:: DATA FOR THE TASK ::
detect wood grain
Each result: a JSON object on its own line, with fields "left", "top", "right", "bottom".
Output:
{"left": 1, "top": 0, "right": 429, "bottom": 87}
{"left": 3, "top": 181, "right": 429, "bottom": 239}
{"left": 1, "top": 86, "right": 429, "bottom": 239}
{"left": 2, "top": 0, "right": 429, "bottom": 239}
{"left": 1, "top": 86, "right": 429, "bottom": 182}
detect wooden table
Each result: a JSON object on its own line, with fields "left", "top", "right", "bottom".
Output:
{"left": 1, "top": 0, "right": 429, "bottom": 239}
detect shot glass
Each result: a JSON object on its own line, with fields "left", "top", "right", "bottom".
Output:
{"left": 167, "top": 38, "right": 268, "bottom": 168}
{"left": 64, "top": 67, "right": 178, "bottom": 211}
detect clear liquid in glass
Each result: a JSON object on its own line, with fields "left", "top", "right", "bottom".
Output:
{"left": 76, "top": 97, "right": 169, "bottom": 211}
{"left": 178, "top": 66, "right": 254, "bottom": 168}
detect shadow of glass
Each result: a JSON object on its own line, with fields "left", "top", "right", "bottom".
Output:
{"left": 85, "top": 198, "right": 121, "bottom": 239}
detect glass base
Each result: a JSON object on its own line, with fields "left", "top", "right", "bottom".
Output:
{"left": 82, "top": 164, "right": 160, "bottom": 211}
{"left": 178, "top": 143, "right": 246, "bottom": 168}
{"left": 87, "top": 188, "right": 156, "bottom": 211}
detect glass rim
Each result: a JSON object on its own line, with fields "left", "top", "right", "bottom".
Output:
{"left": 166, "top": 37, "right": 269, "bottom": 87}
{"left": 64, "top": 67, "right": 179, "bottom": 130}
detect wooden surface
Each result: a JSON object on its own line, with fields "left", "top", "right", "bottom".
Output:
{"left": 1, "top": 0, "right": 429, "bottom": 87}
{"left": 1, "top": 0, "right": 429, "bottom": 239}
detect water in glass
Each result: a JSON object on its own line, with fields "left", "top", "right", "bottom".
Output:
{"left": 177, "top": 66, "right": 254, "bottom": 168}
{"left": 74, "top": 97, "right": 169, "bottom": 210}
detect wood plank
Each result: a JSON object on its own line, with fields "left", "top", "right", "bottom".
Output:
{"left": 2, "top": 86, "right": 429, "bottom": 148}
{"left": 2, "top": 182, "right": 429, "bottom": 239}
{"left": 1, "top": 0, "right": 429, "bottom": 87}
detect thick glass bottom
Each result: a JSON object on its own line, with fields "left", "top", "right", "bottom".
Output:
:::
# WHAT THIS TASK INVOLVES
Set every line of the data down again, word for word.

# ANSWER SECTION
detect wood grain
Each result: a JSON object on its own line, with fields "left", "top", "right", "bottom".
Output:
{"left": 1, "top": 0, "right": 429, "bottom": 87}
{"left": 3, "top": 181, "right": 429, "bottom": 239}
{"left": 1, "top": 86, "right": 429, "bottom": 239}
{"left": 2, "top": 0, "right": 429, "bottom": 239}
{"left": 1, "top": 86, "right": 429, "bottom": 182}
detect wooden table
Each result: a JSON object on its own line, with fields "left", "top", "right", "bottom".
Output:
{"left": 1, "top": 0, "right": 429, "bottom": 239}
detect shot glass
Each result: a JSON object on its own line, with fields "left", "top", "right", "bottom".
Output:
{"left": 167, "top": 38, "right": 268, "bottom": 168}
{"left": 64, "top": 67, "right": 178, "bottom": 211}
detect clear liquid in glass
Each result: a JSON object on its own line, with fields "left", "top", "right", "bottom".
Output:
{"left": 76, "top": 97, "right": 169, "bottom": 211}
{"left": 178, "top": 66, "right": 254, "bottom": 168}
detect shadow of glass
Each result: a JSON object on its own line, with fields "left", "top", "right", "bottom".
Output:
{"left": 85, "top": 198, "right": 121, "bottom": 239}
detect glass base
Each result: a JSON object on its own line, with fields "left", "top", "right", "bottom".
Output:
{"left": 82, "top": 164, "right": 160, "bottom": 211}
{"left": 178, "top": 143, "right": 246, "bottom": 168}
{"left": 87, "top": 188, "right": 156, "bottom": 211}
detect glass rim
Each result: a JSON object on its own line, with fields "left", "top", "right", "bottom".
Output:
{"left": 166, "top": 37, "right": 269, "bottom": 87}
{"left": 64, "top": 67, "right": 179, "bottom": 130}
detect wooden surface
Each result: a JSON object on its own line, with fields "left", "top", "right", "bottom".
Output:
{"left": 1, "top": 0, "right": 429, "bottom": 87}
{"left": 1, "top": 0, "right": 429, "bottom": 239}
detect water in glass
Each result: a JSON object on its own line, with fields "left", "top", "right", "bottom".
Output:
{"left": 177, "top": 66, "right": 254, "bottom": 168}
{"left": 74, "top": 97, "right": 169, "bottom": 210}
detect wood plank
Each result: a JSON object on its own line, with fields "left", "top", "right", "bottom".
Output:
{"left": 2, "top": 86, "right": 429, "bottom": 148}
{"left": 2, "top": 182, "right": 429, "bottom": 239}
{"left": 1, "top": 0, "right": 429, "bottom": 87}
detect thick glass bottom
Each result: a JSON object on its own line, with fields "left", "top", "right", "bottom".
Output:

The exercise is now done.